WHAT THE TASK REQUIRES:
Return, unchanged, every line of the items below that contains the string "target".

** Start **

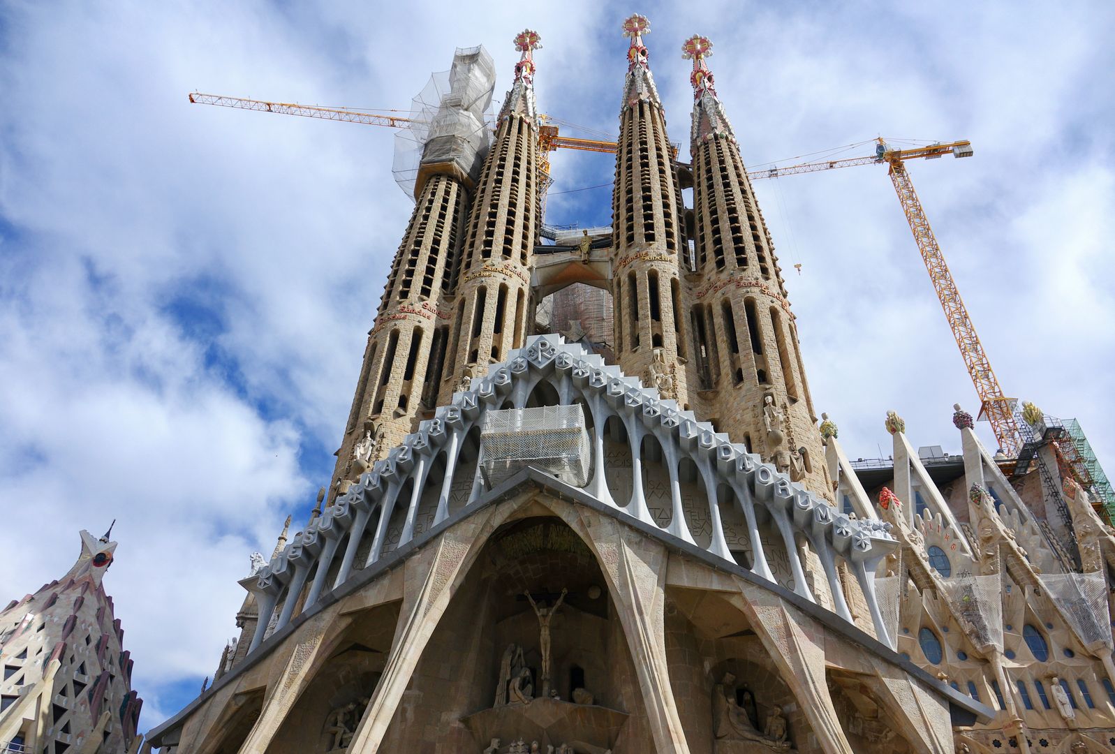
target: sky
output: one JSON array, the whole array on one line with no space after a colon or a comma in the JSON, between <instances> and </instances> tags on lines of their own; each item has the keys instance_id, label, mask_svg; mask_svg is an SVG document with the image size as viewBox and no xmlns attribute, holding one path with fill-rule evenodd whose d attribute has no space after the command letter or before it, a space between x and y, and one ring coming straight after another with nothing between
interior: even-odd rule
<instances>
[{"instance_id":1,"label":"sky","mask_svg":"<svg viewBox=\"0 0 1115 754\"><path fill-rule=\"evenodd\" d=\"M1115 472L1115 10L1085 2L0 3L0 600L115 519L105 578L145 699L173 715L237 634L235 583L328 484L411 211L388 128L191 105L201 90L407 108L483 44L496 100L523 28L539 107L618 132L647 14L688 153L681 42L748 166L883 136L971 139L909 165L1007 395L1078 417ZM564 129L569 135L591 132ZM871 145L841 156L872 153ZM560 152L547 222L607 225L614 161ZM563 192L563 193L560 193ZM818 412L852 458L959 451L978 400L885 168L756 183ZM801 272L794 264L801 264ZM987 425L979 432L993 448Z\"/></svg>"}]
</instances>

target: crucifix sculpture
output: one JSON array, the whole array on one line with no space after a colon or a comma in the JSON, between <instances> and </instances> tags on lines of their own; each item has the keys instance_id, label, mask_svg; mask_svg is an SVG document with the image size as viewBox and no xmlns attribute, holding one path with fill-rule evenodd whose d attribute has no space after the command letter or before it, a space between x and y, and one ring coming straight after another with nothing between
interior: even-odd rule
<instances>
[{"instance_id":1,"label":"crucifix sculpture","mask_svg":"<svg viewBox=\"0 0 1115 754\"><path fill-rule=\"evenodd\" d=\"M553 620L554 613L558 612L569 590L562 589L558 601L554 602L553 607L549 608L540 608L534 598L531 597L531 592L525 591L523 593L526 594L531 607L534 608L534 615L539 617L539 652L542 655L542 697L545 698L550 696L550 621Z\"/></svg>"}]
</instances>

** End **
** Start **

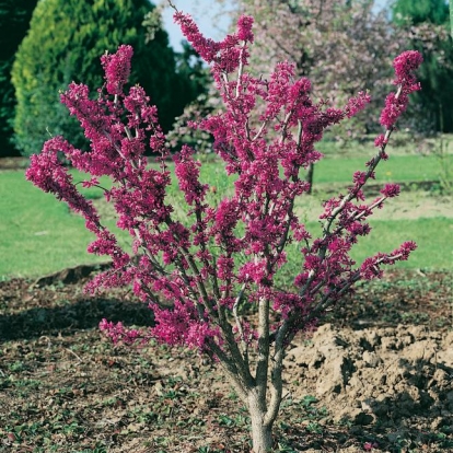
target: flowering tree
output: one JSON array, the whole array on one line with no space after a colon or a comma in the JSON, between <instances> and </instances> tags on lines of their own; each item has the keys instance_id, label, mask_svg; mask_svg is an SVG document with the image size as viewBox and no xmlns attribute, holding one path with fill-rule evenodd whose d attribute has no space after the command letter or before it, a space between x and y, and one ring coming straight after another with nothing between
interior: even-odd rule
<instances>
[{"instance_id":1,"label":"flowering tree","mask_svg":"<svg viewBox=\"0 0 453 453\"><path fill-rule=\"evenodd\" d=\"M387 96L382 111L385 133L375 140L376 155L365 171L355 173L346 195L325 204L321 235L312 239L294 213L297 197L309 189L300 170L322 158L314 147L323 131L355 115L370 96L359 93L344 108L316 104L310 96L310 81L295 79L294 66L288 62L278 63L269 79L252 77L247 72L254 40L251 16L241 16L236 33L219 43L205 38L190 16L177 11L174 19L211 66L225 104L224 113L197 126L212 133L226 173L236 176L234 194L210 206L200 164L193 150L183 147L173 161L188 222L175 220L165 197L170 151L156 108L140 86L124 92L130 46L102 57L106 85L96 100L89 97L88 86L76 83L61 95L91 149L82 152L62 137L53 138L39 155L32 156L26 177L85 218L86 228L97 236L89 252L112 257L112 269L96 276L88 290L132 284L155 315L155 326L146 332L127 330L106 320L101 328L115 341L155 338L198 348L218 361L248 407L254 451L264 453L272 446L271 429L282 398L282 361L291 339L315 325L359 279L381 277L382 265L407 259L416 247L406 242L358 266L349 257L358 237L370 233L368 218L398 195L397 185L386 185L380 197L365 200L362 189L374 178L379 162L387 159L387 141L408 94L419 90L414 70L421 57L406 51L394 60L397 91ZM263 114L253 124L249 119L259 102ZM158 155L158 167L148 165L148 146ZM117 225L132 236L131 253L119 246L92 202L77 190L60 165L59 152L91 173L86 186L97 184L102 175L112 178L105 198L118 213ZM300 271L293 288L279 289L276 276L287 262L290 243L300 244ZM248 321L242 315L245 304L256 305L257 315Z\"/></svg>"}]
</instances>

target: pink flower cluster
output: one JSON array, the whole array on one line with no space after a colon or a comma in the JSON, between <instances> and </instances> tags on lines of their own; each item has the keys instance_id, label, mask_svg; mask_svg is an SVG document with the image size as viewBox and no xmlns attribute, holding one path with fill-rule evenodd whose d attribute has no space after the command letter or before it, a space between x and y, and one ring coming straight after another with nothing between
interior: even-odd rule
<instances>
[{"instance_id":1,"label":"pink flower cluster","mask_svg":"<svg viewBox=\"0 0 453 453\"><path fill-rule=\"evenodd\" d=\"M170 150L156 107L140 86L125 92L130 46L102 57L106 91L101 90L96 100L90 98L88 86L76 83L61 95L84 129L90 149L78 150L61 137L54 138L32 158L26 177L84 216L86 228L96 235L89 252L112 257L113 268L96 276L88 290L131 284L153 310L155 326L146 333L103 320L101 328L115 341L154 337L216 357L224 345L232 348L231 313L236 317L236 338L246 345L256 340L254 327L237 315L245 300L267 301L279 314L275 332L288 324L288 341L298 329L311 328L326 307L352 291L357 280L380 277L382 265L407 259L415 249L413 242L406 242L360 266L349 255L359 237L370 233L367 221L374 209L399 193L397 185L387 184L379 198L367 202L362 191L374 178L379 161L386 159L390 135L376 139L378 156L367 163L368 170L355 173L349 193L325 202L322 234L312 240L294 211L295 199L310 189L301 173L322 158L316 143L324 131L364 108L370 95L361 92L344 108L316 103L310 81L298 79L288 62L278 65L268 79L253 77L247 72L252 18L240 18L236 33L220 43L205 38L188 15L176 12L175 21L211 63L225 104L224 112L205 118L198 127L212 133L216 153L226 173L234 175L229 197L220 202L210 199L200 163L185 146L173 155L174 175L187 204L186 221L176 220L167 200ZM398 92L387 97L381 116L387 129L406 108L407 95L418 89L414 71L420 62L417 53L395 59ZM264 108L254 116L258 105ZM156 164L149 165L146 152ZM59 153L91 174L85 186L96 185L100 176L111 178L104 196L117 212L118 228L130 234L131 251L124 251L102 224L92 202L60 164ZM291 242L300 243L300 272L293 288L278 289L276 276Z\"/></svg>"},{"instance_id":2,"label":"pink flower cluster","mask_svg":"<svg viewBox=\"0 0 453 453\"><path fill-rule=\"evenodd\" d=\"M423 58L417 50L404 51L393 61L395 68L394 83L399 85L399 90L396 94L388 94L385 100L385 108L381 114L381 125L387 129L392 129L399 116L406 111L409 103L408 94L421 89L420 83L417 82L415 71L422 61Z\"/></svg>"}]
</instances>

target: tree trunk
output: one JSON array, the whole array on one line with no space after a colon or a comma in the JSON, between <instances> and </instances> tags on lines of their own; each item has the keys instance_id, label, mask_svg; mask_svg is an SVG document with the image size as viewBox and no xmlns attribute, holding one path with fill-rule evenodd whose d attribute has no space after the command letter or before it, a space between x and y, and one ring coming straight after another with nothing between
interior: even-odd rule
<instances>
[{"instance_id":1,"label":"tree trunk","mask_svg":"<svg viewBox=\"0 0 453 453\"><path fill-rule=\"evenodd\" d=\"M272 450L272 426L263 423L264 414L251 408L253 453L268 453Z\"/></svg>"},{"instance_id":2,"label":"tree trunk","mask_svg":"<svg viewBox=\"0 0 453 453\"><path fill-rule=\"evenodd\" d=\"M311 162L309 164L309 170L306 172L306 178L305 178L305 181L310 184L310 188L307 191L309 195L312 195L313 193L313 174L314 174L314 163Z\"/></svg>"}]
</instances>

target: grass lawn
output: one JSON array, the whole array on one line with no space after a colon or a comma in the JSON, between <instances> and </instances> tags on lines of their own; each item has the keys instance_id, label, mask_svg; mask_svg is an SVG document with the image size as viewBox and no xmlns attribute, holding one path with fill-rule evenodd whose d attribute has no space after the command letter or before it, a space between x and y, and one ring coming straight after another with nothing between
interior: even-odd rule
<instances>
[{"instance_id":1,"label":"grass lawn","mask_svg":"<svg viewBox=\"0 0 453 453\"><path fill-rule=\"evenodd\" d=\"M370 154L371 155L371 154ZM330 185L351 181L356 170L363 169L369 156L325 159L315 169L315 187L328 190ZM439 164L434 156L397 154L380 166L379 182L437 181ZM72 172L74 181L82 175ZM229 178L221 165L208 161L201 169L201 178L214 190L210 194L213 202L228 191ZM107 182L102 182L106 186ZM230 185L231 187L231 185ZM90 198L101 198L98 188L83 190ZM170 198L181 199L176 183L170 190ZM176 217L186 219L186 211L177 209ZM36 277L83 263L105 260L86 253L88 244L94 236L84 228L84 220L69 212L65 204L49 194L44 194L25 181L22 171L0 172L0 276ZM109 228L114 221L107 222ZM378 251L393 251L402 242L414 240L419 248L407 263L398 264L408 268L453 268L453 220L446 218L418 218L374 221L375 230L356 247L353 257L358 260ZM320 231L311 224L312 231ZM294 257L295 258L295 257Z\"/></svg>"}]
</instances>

** End **

RESPONSE TO THIS EXERCISE:
target: sky
target: crucifix sculpture
target: flowering tree
target: pink flower cluster
target: tree trunk
target: grass lawn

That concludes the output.